To do: In the passage about drug development below, return everything from "Overcoming the 'Valley" down to "tested in people.", copied word for word.

Document section:
Overcoming the 'Valley of Death'

The path to a new drug is notoriously long and fraught with failure, especially in neuroscience. This so-called "valley of death" between a lab discovery and an approved medicine is littered with compounds that showed great promise in animal studies, only to fail in human clinical trials. For diseases like Alzheimer's, the failure rate has been over 99%.

A primary culprit is the reliance on rodent models, which often fail to replicate the intricate and slow-progressing pathology of human neurodegeneration. The biological gap between a mouse brain and a human brain is immense, leading to drug candidates that miss their mark when tested in people.

The JAX-NYSCF and GSK partnership aims to bridge this gap by creating better, more predictive models. By using iPSCs from patients with Alzheimer's, they can create "disease-in-a-dish" scenarios. Researchers can watch disease processes unfold in human neurons, test how cells from different individuals respond to drug compounds, and screen thousands of potential therapies with far greater accuracy.

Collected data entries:

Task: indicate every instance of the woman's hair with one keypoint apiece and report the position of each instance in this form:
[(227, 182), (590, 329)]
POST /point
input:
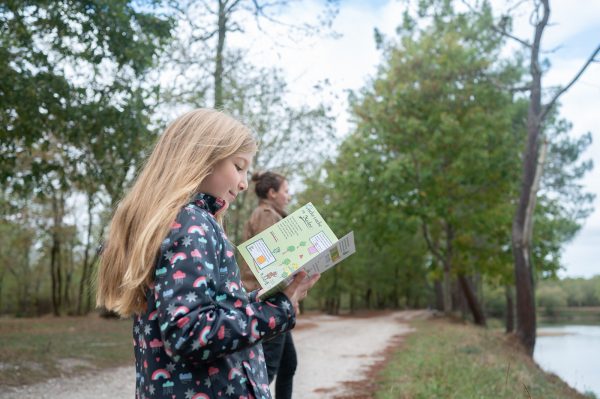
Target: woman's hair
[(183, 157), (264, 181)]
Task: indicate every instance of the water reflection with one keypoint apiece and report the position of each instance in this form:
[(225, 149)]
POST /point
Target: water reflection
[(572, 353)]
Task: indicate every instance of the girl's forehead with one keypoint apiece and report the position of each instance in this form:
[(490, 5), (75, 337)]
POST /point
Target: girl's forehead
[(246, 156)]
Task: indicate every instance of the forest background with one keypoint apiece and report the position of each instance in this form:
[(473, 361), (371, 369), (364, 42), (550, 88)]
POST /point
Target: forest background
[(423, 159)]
--
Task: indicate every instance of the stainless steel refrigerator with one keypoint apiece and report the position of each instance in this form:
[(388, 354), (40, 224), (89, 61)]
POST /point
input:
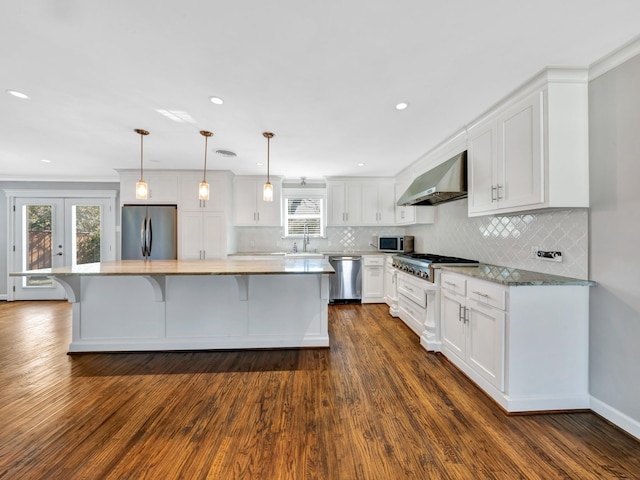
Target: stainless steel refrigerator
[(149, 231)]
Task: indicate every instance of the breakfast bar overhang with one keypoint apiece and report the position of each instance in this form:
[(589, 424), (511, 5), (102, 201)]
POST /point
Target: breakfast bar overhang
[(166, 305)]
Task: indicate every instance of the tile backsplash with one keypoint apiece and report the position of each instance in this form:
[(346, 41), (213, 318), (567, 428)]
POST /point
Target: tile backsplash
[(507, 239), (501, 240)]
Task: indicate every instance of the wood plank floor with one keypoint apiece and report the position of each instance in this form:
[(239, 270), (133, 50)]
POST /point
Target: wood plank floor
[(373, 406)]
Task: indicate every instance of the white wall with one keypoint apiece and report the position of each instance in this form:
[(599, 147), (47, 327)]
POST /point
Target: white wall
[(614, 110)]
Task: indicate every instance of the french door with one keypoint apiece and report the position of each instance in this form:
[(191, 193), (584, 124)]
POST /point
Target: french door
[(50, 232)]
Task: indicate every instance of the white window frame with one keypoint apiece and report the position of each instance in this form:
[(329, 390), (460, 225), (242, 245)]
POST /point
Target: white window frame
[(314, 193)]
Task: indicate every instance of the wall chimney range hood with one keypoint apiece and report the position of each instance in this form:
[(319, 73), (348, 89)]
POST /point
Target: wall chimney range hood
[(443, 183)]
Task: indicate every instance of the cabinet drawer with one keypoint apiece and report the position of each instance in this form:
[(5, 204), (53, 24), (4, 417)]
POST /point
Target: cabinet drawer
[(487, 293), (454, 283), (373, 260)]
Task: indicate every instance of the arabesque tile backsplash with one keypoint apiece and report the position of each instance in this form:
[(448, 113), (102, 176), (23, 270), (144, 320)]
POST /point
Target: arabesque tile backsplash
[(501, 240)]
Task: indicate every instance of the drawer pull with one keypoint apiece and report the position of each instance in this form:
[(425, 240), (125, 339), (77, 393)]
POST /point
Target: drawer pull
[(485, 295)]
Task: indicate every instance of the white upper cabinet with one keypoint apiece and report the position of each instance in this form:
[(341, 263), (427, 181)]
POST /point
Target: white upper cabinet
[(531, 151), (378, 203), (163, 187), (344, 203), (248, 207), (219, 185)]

Result for this exercise:
Overcoming the 'Valley of Death'

The path to a new drug is notoriously long and fraught with failure, especially in neuroscience. This so-called "valley of death" between a lab discovery and an approved medicine is littered with compounds that showed great promise in animal studies, only to fail in human clinical trials. For diseases like Alzheimer's, the failure rate has been over 99%.

A primary culprit is the reliance on rodent models, which often fail to replicate the intricate and slow-progressing pathology of human neurodegeneration. The biological gap between a mouse brain and a human brain is immense, leading to drug candidates that miss their mark when tested in people.